• **ABOUT THIS EXERCISE**: After finding the line that contains "Target: sky" in the entries below, retype it and every following line precisely, the last included.

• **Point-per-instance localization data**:
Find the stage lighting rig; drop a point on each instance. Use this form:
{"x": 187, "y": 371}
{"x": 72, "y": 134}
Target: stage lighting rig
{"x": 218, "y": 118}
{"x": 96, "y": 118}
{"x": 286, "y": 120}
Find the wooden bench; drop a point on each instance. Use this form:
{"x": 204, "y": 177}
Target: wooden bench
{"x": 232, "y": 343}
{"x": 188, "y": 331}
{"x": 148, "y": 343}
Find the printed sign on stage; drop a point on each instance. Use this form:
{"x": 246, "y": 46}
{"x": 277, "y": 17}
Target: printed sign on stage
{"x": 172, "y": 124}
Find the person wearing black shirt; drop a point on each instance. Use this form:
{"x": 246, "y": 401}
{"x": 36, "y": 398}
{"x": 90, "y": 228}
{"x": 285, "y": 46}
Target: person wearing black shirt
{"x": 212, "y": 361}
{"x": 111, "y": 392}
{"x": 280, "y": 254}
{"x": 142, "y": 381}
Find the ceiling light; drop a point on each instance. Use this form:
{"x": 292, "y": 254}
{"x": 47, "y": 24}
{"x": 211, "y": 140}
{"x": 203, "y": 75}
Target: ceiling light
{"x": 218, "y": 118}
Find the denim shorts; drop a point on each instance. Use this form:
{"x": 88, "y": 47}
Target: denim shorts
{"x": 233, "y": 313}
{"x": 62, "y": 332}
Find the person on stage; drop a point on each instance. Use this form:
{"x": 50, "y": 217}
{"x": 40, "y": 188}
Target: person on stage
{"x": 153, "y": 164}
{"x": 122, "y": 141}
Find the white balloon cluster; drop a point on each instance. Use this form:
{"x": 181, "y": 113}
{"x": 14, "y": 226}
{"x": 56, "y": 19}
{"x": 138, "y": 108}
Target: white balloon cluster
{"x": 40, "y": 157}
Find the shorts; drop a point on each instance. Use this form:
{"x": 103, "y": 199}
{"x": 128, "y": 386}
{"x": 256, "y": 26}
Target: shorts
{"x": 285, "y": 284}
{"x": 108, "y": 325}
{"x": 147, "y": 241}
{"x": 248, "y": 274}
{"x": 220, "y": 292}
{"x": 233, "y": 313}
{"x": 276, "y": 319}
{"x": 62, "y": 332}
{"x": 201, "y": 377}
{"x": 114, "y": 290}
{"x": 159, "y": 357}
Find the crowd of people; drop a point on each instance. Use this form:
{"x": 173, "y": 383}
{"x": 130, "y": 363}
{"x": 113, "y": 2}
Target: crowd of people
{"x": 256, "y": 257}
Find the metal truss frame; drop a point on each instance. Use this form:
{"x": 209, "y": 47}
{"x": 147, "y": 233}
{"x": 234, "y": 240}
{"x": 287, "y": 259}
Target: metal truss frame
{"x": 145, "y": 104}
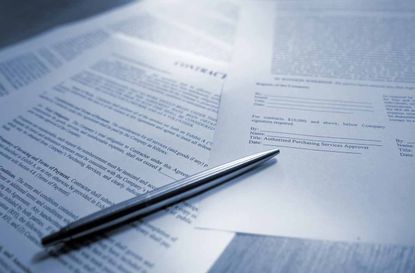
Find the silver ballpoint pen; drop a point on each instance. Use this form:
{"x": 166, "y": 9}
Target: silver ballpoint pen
{"x": 155, "y": 200}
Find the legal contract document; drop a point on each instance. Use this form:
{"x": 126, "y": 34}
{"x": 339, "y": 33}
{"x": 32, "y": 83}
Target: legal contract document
{"x": 121, "y": 121}
{"x": 335, "y": 91}
{"x": 166, "y": 24}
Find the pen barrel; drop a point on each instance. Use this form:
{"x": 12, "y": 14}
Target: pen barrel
{"x": 157, "y": 199}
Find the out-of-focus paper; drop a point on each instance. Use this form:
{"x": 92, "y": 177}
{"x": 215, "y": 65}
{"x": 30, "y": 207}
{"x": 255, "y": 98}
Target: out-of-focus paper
{"x": 335, "y": 92}
{"x": 119, "y": 122}
{"x": 167, "y": 24}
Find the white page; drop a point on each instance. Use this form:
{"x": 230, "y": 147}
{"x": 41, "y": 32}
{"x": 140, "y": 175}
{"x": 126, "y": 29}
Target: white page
{"x": 152, "y": 22}
{"x": 341, "y": 110}
{"x": 120, "y": 121}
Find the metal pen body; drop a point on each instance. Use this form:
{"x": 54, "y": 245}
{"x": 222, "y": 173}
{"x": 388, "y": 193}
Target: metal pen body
{"x": 157, "y": 199}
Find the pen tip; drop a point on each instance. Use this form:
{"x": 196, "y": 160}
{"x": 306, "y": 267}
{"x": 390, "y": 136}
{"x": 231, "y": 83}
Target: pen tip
{"x": 50, "y": 239}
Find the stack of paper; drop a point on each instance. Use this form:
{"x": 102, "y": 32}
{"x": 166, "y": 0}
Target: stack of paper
{"x": 102, "y": 110}
{"x": 98, "y": 111}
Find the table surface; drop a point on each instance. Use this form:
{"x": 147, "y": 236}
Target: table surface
{"x": 22, "y": 19}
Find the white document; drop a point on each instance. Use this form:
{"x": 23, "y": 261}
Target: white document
{"x": 119, "y": 122}
{"x": 166, "y": 24}
{"x": 341, "y": 108}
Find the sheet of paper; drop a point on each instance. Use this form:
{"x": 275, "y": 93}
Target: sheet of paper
{"x": 342, "y": 111}
{"x": 161, "y": 23}
{"x": 120, "y": 121}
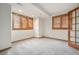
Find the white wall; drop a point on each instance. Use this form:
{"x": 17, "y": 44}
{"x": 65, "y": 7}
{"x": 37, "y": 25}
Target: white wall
{"x": 49, "y": 32}
{"x": 5, "y": 26}
{"x": 21, "y": 34}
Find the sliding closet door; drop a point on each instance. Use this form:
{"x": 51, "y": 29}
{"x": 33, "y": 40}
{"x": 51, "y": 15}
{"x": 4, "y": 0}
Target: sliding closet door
{"x": 77, "y": 26}
{"x": 72, "y": 30}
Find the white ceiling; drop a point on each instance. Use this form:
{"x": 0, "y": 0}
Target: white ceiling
{"x": 28, "y": 10}
{"x": 56, "y": 8}
{"x": 43, "y": 9}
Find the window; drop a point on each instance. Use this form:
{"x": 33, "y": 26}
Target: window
{"x": 21, "y": 22}
{"x": 60, "y": 22}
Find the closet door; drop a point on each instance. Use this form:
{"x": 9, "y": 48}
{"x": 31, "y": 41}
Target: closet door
{"x": 77, "y": 26}
{"x": 74, "y": 28}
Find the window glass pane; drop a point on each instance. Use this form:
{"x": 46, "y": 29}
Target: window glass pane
{"x": 73, "y": 14}
{"x": 57, "y": 22}
{"x": 24, "y": 22}
{"x": 16, "y": 20}
{"x": 30, "y": 22}
{"x": 64, "y": 21}
{"x": 77, "y": 12}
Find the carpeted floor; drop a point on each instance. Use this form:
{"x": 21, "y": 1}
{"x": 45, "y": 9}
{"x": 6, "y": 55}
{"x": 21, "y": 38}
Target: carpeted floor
{"x": 42, "y": 46}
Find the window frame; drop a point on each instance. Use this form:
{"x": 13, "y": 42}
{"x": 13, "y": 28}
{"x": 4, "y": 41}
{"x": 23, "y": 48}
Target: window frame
{"x": 61, "y": 21}
{"x": 27, "y": 28}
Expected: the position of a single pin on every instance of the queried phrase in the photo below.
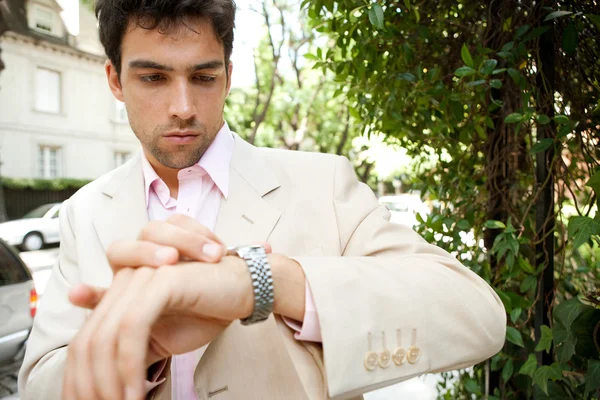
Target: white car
(404, 208)
(37, 228)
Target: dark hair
(114, 17)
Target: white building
(58, 118)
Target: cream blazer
(369, 277)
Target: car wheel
(33, 241)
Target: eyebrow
(147, 64)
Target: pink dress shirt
(201, 188)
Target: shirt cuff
(310, 329)
(154, 375)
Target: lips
(181, 137)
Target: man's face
(174, 86)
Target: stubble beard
(185, 155)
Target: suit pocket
(316, 252)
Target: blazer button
(399, 356)
(414, 354)
(385, 358)
(371, 360)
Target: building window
(43, 19)
(49, 161)
(120, 112)
(47, 90)
(121, 157)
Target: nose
(182, 101)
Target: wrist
(290, 283)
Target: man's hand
(165, 307)
(149, 314)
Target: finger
(105, 352)
(133, 253)
(86, 296)
(134, 338)
(193, 245)
(266, 246)
(190, 224)
(93, 348)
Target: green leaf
(464, 71)
(476, 83)
(542, 375)
(529, 367)
(376, 16)
(463, 225)
(534, 34)
(566, 349)
(507, 371)
(492, 224)
(407, 76)
(528, 283)
(557, 14)
(466, 56)
(489, 66)
(581, 229)
(567, 311)
(515, 74)
(542, 119)
(514, 336)
(592, 377)
(472, 386)
(508, 46)
(513, 118)
(595, 20)
(525, 265)
(516, 314)
(570, 38)
(542, 145)
(545, 342)
(522, 30)
(594, 183)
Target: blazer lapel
(125, 213)
(245, 217)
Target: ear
(229, 71)
(113, 80)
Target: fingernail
(212, 250)
(165, 255)
(131, 393)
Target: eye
(205, 78)
(151, 78)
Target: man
(343, 303)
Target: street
(41, 262)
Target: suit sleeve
(390, 282)
(56, 323)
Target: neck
(168, 175)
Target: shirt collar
(215, 161)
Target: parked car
(404, 208)
(37, 228)
(18, 305)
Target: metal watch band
(262, 281)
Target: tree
(497, 90)
(291, 105)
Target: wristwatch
(262, 281)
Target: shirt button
(399, 355)
(371, 360)
(385, 359)
(413, 354)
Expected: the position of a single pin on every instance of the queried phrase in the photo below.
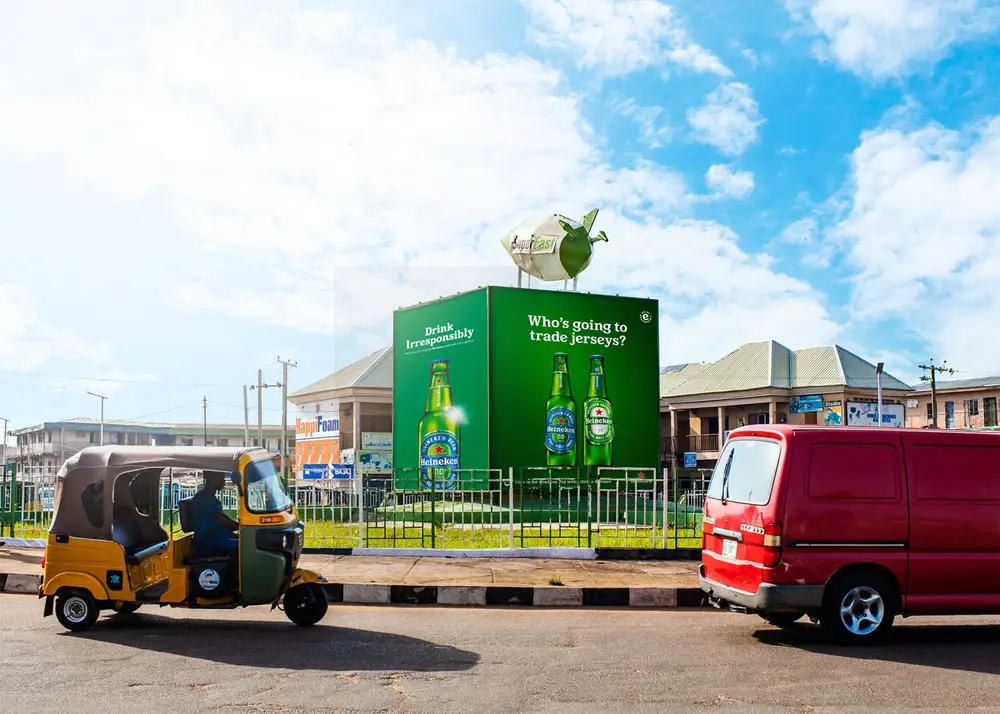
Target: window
(990, 409)
(745, 472)
(93, 503)
(956, 473)
(853, 471)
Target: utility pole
(878, 377)
(246, 418)
(285, 364)
(932, 379)
(260, 387)
(4, 446)
(102, 398)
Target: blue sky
(187, 194)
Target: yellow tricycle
(108, 550)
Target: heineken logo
(560, 430)
(600, 425)
(534, 244)
(439, 459)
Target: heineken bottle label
(600, 427)
(560, 430)
(439, 450)
(439, 460)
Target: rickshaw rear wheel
(76, 610)
(305, 604)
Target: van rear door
(742, 535)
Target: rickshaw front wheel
(76, 610)
(305, 604)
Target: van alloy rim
(76, 610)
(862, 610)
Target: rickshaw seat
(137, 556)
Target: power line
(111, 380)
(933, 380)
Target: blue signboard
(314, 471)
(806, 403)
(341, 470)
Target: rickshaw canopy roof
(86, 482)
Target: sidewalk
(463, 581)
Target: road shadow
(964, 648)
(279, 644)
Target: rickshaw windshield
(264, 491)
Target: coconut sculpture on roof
(552, 247)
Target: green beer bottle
(599, 427)
(560, 416)
(439, 433)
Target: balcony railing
(702, 443)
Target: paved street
(410, 659)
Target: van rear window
(745, 471)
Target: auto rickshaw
(108, 550)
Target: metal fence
(527, 508)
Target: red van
(853, 526)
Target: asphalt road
(415, 659)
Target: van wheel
(858, 609)
(782, 619)
(76, 610)
(305, 604)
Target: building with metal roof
(766, 382)
(334, 414)
(961, 404)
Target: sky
(191, 190)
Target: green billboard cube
(502, 378)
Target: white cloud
(618, 36)
(728, 120)
(323, 173)
(890, 38)
(655, 130)
(27, 341)
(724, 180)
(924, 234)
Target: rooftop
(373, 371)
(974, 383)
(763, 365)
(91, 424)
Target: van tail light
(772, 544)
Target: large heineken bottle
(599, 427)
(560, 416)
(439, 433)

• **TASK ANSWER**:
Target: sky
(191, 190)
Target: green billboard cube
(502, 378)
Target: white cloud
(618, 36)
(728, 120)
(323, 173)
(890, 38)
(655, 130)
(27, 341)
(724, 180)
(924, 234)
Target: rooftop
(373, 371)
(974, 383)
(763, 365)
(91, 424)
Target: van tail light
(772, 544)
Target: large heineken bottle
(599, 427)
(560, 416)
(439, 433)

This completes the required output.